[INSTRUCTION] Return each of the entries below verbatim, line for line.
%%
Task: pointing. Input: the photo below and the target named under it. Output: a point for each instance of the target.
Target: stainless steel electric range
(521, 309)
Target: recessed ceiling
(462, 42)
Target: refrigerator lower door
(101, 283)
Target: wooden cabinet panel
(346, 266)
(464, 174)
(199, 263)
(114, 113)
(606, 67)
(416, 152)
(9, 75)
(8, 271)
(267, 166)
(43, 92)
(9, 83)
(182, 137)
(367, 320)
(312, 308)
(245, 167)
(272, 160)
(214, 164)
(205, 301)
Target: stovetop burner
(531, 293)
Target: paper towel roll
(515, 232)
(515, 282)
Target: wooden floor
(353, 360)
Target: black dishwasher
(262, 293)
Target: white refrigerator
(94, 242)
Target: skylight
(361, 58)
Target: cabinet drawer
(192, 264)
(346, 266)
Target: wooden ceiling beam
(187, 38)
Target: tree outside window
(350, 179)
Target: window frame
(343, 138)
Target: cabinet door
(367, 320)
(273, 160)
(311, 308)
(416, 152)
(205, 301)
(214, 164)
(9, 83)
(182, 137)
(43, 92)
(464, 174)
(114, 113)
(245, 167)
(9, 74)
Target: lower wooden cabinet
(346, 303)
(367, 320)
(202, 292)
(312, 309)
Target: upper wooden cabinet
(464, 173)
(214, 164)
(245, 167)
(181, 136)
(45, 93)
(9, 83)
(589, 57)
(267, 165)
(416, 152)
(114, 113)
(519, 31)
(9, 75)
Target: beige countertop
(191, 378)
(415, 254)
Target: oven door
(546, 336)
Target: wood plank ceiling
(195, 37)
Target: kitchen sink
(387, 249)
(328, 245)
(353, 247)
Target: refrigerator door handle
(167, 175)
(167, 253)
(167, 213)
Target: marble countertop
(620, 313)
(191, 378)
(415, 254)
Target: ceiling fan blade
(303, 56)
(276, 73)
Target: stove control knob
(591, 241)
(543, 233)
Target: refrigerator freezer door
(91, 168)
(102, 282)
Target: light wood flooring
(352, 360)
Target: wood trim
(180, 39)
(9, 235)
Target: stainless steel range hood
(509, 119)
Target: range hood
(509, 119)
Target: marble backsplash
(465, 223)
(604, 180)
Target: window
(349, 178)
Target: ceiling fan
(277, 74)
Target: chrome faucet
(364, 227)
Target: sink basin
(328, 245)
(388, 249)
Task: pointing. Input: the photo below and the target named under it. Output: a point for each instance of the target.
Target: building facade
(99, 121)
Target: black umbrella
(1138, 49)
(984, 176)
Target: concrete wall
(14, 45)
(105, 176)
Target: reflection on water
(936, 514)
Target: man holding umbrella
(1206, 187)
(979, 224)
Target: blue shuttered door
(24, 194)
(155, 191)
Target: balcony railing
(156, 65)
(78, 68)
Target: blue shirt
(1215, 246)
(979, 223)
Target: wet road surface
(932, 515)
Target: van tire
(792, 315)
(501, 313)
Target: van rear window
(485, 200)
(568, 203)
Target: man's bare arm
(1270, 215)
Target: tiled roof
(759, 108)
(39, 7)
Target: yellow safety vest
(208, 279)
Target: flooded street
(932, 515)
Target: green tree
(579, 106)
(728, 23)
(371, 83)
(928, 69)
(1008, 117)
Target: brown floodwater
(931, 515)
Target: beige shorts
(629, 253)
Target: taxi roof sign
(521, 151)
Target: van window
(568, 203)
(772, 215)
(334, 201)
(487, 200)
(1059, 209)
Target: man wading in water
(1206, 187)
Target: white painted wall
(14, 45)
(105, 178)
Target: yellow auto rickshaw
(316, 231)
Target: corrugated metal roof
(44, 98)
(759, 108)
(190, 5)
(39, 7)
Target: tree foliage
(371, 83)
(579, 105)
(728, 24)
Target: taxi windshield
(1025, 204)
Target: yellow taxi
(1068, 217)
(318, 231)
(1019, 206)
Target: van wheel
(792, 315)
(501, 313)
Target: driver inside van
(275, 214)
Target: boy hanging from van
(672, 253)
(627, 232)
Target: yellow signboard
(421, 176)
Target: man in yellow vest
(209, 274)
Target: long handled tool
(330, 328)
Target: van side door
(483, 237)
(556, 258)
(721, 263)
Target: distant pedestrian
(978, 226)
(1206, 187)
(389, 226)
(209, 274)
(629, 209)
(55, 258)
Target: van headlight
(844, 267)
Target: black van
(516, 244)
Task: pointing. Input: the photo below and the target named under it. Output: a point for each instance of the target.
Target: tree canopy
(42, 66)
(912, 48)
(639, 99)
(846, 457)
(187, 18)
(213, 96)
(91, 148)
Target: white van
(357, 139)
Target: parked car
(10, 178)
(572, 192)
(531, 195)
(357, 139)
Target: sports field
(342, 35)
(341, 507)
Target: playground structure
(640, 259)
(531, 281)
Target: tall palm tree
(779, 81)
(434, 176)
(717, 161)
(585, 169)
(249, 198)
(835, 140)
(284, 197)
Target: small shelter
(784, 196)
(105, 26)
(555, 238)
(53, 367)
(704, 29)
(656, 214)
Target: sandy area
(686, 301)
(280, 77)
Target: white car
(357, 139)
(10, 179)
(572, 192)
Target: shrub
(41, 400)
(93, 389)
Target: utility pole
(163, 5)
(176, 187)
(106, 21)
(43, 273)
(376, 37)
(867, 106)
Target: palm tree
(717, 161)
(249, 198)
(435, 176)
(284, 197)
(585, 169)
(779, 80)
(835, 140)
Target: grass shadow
%%
[ANSWER BELOW]
Task: pointing. Input: the photo below and the target named under it. Output: a point for each instance of the target.
Target: stainless steel electric range
(521, 309)
Target: recessed ceiling
(462, 42)
Target: refrigerator lower door
(101, 283)
Target: wooden cabinet panel
(346, 266)
(464, 174)
(199, 263)
(114, 113)
(606, 67)
(416, 152)
(9, 75)
(8, 271)
(267, 166)
(43, 92)
(9, 83)
(182, 137)
(367, 320)
(312, 308)
(245, 167)
(272, 160)
(214, 164)
(205, 301)
Target: stovetop burner
(531, 293)
Target: paper towel roll
(515, 232)
(515, 282)
Target: wooden floor
(353, 360)
Target: black dishwasher
(262, 293)
Target: white refrigerator
(94, 242)
Target: skylight
(361, 58)
Target: cabinet drawer
(192, 264)
(346, 266)
Target: wooden ceiling beam
(187, 38)
Target: tree outside window
(350, 179)
Target: window frame
(343, 138)
Target: cabinet door
(367, 320)
(273, 160)
(311, 308)
(416, 152)
(205, 301)
(214, 164)
(9, 83)
(182, 137)
(43, 92)
(464, 174)
(114, 113)
(245, 167)
(9, 74)
Target: lower wooden cabinet
(346, 303)
(367, 320)
(202, 292)
(312, 309)
Target: upper wooden cabinet
(464, 173)
(214, 164)
(245, 167)
(181, 136)
(45, 93)
(9, 83)
(589, 57)
(267, 165)
(416, 152)
(114, 113)
(519, 31)
(9, 75)
Target: beige countertop
(191, 378)
(415, 254)
Target: oven door
(546, 336)
Target: wood plank ceiling
(195, 37)
Target: kitchen sink
(387, 249)
(328, 245)
(353, 247)
Target: refrigerator door handle
(167, 175)
(167, 253)
(167, 213)
Target: marble countertop
(620, 313)
(191, 378)
(415, 254)
Target: ceiling fan blade
(303, 56)
(276, 73)
Target: stove control knob
(591, 241)
(543, 233)
Target: refrigerator freezer door
(91, 168)
(102, 282)
Target: light wood flooring
(352, 360)
Target: wood trim
(180, 39)
(9, 235)
Target: stainless steel range hood
(509, 119)
Target: range hood
(509, 119)
Target: marble backsplash
(465, 223)
(604, 180)
Target: window
(349, 178)
Target: ceiling fan
(277, 74)
Target: chrome faucet
(364, 227)
Target: sink basin
(328, 245)
(388, 249)
Task: pointing. Input: the photo below and the target named under it. Output: a point for each instance of the target.
Target: building facade
(99, 121)
Target: black umbrella
(1138, 49)
(984, 176)
Target: concrete wall
(14, 45)
(105, 176)
Target: reflection on water
(936, 514)
Target: man holding umbrella
(1206, 187)
(979, 224)
Target: blue shuttered door
(24, 194)
(155, 191)
Target: balcony railing
(156, 65)
(78, 68)
Target: blue shirt
(1215, 246)
(979, 223)
Target: wet road surface
(932, 515)
Target: van tire
(792, 315)
(501, 313)
Target: van rear window
(485, 200)
(568, 203)
Target: man's bare arm
(1270, 215)
Target: tiled roof
(759, 108)
(39, 7)
Target: yellow safety vest
(208, 279)
Target: flooded street
(932, 515)
Target: green tree
(579, 106)
(728, 23)
(371, 83)
(928, 69)
(1008, 117)
Target: brown floodwater
(931, 515)
Target: beige shorts
(629, 253)
Target: taxi roof sign
(521, 151)
Target: van window
(568, 203)
(772, 215)
(334, 201)
(487, 200)
(1059, 209)
Target: man wading in water
(1206, 187)
Target: white painted wall
(14, 45)
(105, 178)
Target: yellow auto rickshaw
(316, 231)
Target: corrugated metal roof
(44, 98)
(759, 108)
(190, 5)
(39, 7)
Target: tree foliage
(371, 83)
(579, 105)
(728, 24)
Target: taxi windshield
(1025, 204)
Target: yellow taxi
(1068, 217)
(318, 231)
(1019, 206)
Target: van wheel
(792, 315)
(501, 313)
Target: driver inside van
(275, 214)
Target: boy hanging from van
(672, 253)
(627, 232)
Target: yellow signboard
(421, 176)
Target: man in yellow vest
(209, 274)
Target: long handled tool
(330, 328)
Target: van side door
(483, 237)
(556, 258)
(721, 263)
Target: distant pedestrian
(978, 226)
(1206, 187)
(389, 226)
(209, 274)
(629, 209)
(55, 258)
Target: van headlight
(844, 267)
Target: black van
(516, 244)
Task: pointing. Input: the photo below and the target named under it. Output: a point for each instance of the target.
Target: tree canopy
(42, 66)
(912, 48)
(639, 99)
(846, 457)
(187, 18)
(213, 96)
(91, 148)
Target: white van
(357, 139)
Target: parked car
(10, 178)
(572, 192)
(531, 195)
(357, 139)
Target: sports field
(342, 35)
(341, 507)
Target: playground structure
(640, 259)
(531, 281)
Target: tall palm tree
(779, 81)
(434, 176)
(717, 161)
(585, 169)
(249, 198)
(835, 140)
(284, 197)
Target: small shelter
(784, 196)
(105, 26)
(555, 238)
(53, 367)
(704, 29)
(656, 214)
Target: sandy area
(686, 301)
(280, 77)
Target: white car
(357, 139)
(10, 179)
(572, 192)
Target: shrub
(41, 400)
(93, 389)
Target: utility pole
(163, 5)
(176, 187)
(106, 21)
(43, 273)
(376, 37)
(867, 106)
Target: palm tree
(717, 161)
(249, 198)
(435, 176)
(284, 197)
(585, 169)
(779, 80)
(835, 140)
Target: grass shadow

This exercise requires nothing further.